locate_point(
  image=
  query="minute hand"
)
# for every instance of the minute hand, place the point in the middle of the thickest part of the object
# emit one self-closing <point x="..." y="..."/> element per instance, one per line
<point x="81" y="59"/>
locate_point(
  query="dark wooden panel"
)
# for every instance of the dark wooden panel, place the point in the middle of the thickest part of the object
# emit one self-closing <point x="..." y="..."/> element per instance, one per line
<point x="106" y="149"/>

**********

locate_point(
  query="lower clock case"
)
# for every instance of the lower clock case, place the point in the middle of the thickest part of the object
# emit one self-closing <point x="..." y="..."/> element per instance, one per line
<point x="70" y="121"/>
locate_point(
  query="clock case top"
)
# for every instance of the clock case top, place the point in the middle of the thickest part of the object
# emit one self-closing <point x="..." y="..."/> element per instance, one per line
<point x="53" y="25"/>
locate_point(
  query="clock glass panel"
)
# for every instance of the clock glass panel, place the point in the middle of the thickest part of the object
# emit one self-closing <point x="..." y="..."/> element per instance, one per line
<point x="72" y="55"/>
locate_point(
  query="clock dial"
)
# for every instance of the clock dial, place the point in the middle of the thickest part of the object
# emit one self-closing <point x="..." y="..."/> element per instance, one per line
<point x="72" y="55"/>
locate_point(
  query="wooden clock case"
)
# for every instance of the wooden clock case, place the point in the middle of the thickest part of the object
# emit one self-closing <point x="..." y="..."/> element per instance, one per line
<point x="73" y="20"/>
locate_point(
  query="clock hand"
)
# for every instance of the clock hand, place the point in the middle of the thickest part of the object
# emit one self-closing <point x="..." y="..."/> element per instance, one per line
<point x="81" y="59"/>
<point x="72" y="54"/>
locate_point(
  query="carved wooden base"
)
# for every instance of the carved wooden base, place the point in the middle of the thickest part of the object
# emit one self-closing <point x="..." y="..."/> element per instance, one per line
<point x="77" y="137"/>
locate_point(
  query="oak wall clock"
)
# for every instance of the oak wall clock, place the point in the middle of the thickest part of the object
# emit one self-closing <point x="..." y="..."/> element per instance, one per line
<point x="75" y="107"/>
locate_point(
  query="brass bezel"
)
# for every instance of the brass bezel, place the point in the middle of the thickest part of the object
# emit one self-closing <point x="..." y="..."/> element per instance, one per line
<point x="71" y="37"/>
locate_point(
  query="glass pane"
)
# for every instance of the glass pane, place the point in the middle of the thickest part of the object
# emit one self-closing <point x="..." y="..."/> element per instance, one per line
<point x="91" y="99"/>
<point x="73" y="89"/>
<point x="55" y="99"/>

**********

**Exercise:** Check each line of the entries above, and show every one holding the word "object".

**Reply:**
# for every instance of the minute hand, place the point in the middle of the thickest part of the object
# for every instance of the dark wooden panel, place the point in the middle of the thickest part of the object
# for every instance of the lower clock case, place the point in the middle of the thickest part of the object
# for every instance of the clock case top, place the point in the middle of the thickest part of the object
# for every instance of the clock glass panel, place the point in the middle of the thickest part of the object
# for every instance of the clock dial, place the point in the middle of the thickest part of the object
# for every instance of the wooden clock case, place the point in the middle of the thickest part of the object
# for every instance of the clock hand, place the point in the middle of the thickest part of the object
# for every instance of the carved wooden base, place the point in the middle of the thickest part of the object
# for every instance of the oak wall clock, place the point in the middle of the thickest part of the object
# for every instance of the brass bezel, place the point in the middle of the thickest part of the object
# for every instance of the glass pane, place the point in the middle of the thickest part of the object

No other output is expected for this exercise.